**** Selected excerpt

On April 4, US president Donald Trump signed a bill repealing some of the previous administration’s rules on Internet Service Providers’ handling of user information. Privacy advocates raised Cain over the legislation, but let’s put it in perspective: The rules in question were only created last October and hadn’t even really been implemented. Internet privacy is going back in time a whopping six months, if that. The sky is not falling.

That said, if you’re worried about Internet privacy, there are steps you can take to protect yours. You probably won’t, but you can.

Why do I say you probably won’t? Because if you’re the average Internet user, you’ve already given away the store when it comes to privacy and I doubt you’re very motivated to change your ways now.

You probably use Google, Yahoo, Facebook and a bazillion other web services that collect and use (or sell) all kinds of information about you. You probably never read any of their terms of service or privacy policies before clicking on “I agree.” Consequently, those services follow you around the web 24/7 so that advertising can be targeted to your needs and desires.

A “secret” that you may have heard before: When it comes to information, you’re more often the product than the customer. That’s been the case since long before the first web site ever went up. Print magazines and newspapers often sell their goods for less than the costs of printing and distribution. They aren’t selling their content to you, they’re selling you to the real customers: The advertisers. That’s why broadcast radio and television are “free” as well.

********

_To be done_.
(A) List the web services that the text on Internet privacy names as ones you probably use.
(B) Pick up the text on Internet privacy after its last sentence and continue it.

**** Data rows

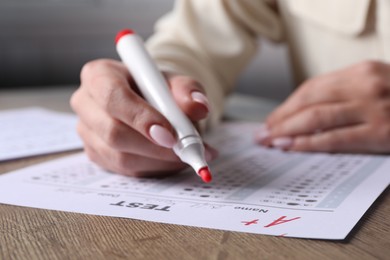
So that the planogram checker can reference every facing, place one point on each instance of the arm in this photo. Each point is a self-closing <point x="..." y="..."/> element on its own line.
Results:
<point x="212" y="41"/>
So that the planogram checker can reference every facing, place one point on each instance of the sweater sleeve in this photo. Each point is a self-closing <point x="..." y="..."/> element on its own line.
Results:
<point x="212" y="41"/>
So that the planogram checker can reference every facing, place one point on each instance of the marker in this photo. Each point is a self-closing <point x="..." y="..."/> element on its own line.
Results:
<point x="189" y="147"/>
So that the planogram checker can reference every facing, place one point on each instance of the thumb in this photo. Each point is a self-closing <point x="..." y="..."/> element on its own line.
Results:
<point x="190" y="96"/>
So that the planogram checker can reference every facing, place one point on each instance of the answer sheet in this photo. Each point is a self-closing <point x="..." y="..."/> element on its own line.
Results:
<point x="34" y="131"/>
<point x="254" y="189"/>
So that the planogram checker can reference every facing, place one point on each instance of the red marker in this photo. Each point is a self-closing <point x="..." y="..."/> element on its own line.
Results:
<point x="153" y="86"/>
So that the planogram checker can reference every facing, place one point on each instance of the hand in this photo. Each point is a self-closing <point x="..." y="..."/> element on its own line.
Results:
<point x="120" y="130"/>
<point x="343" y="111"/>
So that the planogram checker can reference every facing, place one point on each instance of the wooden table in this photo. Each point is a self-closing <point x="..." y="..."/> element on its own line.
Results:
<point x="28" y="233"/>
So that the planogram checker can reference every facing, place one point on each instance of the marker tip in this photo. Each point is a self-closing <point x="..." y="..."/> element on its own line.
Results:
<point x="205" y="174"/>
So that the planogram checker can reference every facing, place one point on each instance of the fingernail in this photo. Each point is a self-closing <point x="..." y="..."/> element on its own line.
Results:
<point x="282" y="142"/>
<point x="200" y="98"/>
<point x="162" y="136"/>
<point x="262" y="133"/>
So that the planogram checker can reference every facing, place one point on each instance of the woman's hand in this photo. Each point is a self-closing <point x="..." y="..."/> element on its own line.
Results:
<point x="120" y="130"/>
<point x="344" y="111"/>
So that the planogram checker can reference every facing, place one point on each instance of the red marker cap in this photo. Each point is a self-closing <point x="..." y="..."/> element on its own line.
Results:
<point x="205" y="174"/>
<point x="123" y="33"/>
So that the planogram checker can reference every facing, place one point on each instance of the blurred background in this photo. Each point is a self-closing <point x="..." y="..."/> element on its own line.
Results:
<point x="46" y="42"/>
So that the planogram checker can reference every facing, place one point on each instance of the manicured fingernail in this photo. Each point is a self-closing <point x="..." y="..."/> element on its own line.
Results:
<point x="200" y="98"/>
<point x="262" y="133"/>
<point x="282" y="142"/>
<point x="162" y="136"/>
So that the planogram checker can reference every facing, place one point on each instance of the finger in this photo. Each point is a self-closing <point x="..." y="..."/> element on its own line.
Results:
<point x="318" y="118"/>
<point x="112" y="93"/>
<point x="126" y="163"/>
<point x="116" y="134"/>
<point x="368" y="80"/>
<point x="355" y="139"/>
<point x="190" y="96"/>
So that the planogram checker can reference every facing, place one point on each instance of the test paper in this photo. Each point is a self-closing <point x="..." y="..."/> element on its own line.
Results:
<point x="254" y="189"/>
<point x="34" y="131"/>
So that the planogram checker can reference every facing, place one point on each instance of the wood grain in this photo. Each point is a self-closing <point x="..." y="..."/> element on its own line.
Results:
<point x="28" y="233"/>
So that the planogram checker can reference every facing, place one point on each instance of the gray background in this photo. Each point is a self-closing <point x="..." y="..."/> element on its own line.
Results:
<point x="46" y="42"/>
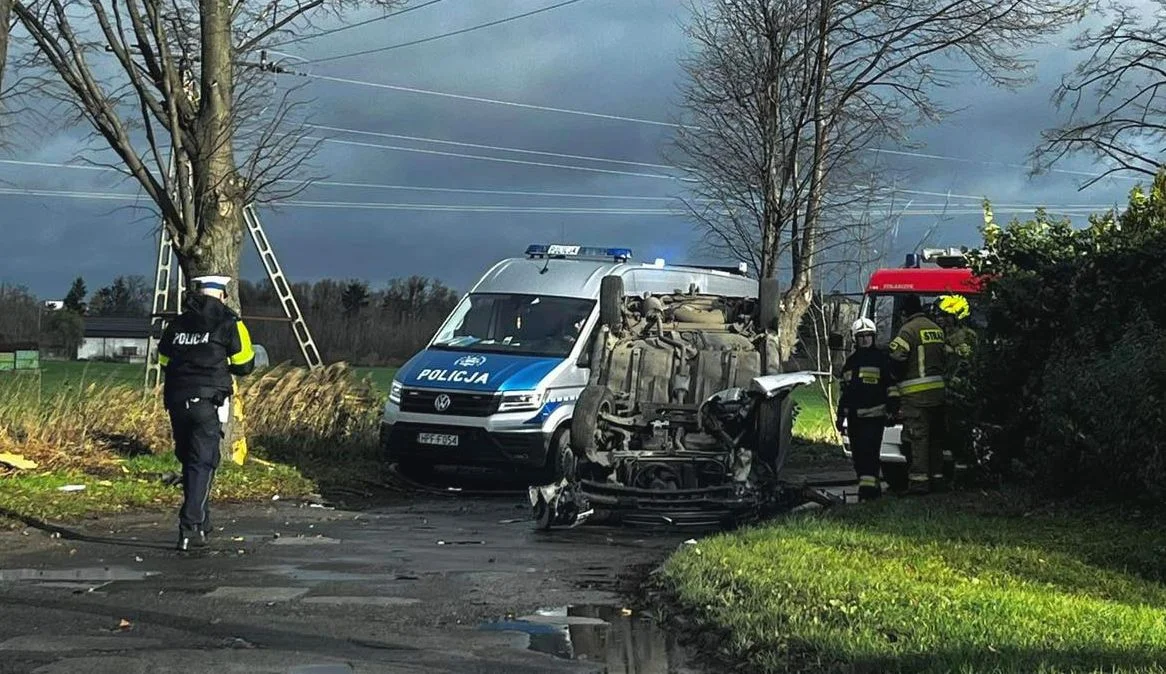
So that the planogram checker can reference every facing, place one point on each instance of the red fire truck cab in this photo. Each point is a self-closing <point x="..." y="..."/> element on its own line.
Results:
<point x="946" y="273"/>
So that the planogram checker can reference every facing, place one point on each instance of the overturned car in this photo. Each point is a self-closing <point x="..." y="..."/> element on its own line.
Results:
<point x="685" y="419"/>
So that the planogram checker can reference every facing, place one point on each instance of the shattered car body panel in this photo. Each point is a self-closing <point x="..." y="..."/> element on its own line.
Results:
<point x="680" y="423"/>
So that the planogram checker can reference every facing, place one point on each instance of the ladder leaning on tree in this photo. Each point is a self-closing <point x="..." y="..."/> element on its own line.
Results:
<point x="160" y="311"/>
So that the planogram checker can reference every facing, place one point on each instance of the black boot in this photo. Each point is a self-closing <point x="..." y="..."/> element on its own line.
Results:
<point x="188" y="539"/>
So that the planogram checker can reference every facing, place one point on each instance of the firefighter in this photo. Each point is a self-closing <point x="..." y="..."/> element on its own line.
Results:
<point x="864" y="406"/>
<point x="920" y="352"/>
<point x="953" y="311"/>
<point x="198" y="352"/>
<point x="952" y="314"/>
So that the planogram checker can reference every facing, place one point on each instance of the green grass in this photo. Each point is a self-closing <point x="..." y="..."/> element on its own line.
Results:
<point x="138" y="484"/>
<point x="934" y="584"/>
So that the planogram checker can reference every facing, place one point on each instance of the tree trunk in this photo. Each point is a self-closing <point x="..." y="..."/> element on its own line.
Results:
<point x="5" y="27"/>
<point x="798" y="299"/>
<point x="218" y="191"/>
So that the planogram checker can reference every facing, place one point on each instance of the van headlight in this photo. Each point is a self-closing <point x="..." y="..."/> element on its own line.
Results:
<point x="520" y="401"/>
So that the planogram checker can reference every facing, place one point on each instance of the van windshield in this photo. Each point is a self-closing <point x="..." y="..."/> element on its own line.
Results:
<point x="512" y="323"/>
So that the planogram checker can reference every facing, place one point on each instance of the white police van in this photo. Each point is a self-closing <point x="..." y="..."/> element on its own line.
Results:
<point x="497" y="384"/>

********

_Task responses_.
(A) Google, Yahoo, Facebook

(B)
But if — IF — you are really interested in getting some genuine Internet privacy, the Electronic Frontier Foundation (eff.org) has your back with tools and tutorials. You can reclaim at least some of your privacy by tweaking your browser settings, by using EFF’s HTTPS Everywhere and Privacy Badger extensions, and by installing and using a “Virtual Private Network” or the Tor Browser.

Perfect privacy probably isn’t possible, and if it was it would take a herculean effort to achieve. But you’re not noticeably less well off on that front now than you were the day before Trump signed the law relaxing restrictions on ISPs. Admit it — you weren’t going to read your ISP’s terms of service or privacy policy before signing off on them, either.

Audit your privacy situation or don’t. Take steps to improve it or don’t. That’s up to you. And the ISPs and other services will respect your decisions or try to find ways around your wishes. That’s up to them.

But you should never, under any circumstances trust to the government to safeguard your privacy. Not Congress, not the president, and certainly not law enforcement or the intelligence community. They don’t give a hang about your privacy. In fact they labor ceaselessly to compromise it for their own purposes. Whatever else you do, don’t fool yourself into believing government is your friend or protector. You’re on your own, kid.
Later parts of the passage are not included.